## Given task
Every entry must be copied word for word.

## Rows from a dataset
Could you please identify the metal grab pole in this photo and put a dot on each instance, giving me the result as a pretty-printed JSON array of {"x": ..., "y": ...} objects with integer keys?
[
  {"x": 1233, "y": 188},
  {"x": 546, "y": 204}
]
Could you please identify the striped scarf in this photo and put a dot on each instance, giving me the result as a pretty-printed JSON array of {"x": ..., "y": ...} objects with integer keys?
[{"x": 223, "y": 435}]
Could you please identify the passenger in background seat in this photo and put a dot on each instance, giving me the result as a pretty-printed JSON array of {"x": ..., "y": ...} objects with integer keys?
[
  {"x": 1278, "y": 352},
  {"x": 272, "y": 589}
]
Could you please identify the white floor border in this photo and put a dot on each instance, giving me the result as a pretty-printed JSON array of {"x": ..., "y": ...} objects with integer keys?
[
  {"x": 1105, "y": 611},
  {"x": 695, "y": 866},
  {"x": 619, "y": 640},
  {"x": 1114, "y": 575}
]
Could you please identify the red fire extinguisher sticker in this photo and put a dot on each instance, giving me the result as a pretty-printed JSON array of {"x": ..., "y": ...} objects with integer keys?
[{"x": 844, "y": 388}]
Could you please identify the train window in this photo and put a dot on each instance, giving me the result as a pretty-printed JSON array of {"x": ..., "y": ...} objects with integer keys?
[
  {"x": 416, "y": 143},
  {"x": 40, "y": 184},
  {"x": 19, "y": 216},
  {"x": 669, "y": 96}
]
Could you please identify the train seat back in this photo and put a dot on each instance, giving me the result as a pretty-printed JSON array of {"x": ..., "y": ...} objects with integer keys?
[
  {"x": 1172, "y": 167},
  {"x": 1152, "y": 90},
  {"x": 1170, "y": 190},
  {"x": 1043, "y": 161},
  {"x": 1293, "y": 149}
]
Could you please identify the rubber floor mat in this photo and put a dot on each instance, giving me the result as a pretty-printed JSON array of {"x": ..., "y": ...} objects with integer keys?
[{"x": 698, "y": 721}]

## The output
Could you please identify the metal grab pole in this photo and put a dot on each instance, giving me the result as a pretty-printed JSON array of {"x": ..., "y": ...} objects with integer keys?
[
  {"x": 1233, "y": 188},
  {"x": 546, "y": 204}
]
Could you please identify the striped scarf in this photo and put a dot on each instance, giving me the result as a pretty-printed JSON array of {"x": ..., "y": ...} objects with integer keys?
[{"x": 223, "y": 435}]
Could you please identify the passenger in background seat in this photo and put a dot on each instance, giving me the result as a pretty-printed JSON array of {"x": ..., "y": ...} objects with integer keys?
[
  {"x": 1278, "y": 352},
  {"x": 272, "y": 589}
]
Could you please identify the white floor border in this photo and put a dot on each instance, giving me the result as a pretty-printed JSON array of {"x": ..., "y": ...} objects with integer keys?
[
  {"x": 1105, "y": 611},
  {"x": 695, "y": 866},
  {"x": 619, "y": 640},
  {"x": 1114, "y": 575}
]
Could you please identify the red fire extinguisher sticker in this photo and put a dot on each instance, giving me the result as a pretty-printed JSON array of {"x": ..., "y": ...} objects with integer keys?
[{"x": 844, "y": 388}]
Could you please identify the train window in this photo and put a dot on each instance, giving me the result as a pretty-printed JSON array of {"x": ..., "y": ...} objects with integer keys?
[
  {"x": 416, "y": 143},
  {"x": 40, "y": 184},
  {"x": 19, "y": 216},
  {"x": 669, "y": 96}
]
Could you please identify the train seat back in this photo and put a dot on each instance, giving me the result as a pretty-printed JSON array of {"x": ..., "y": ...} objects with integer keys?
[
  {"x": 1172, "y": 167},
  {"x": 1152, "y": 90},
  {"x": 1170, "y": 190},
  {"x": 1043, "y": 161},
  {"x": 1293, "y": 149}
]
Could you please identify the rubber floor mat in this photo and put a dot on each instance, giving me the result as a pretty-printed JSON array of {"x": ..., "y": ...} objects with integer keys?
[{"x": 698, "y": 721}]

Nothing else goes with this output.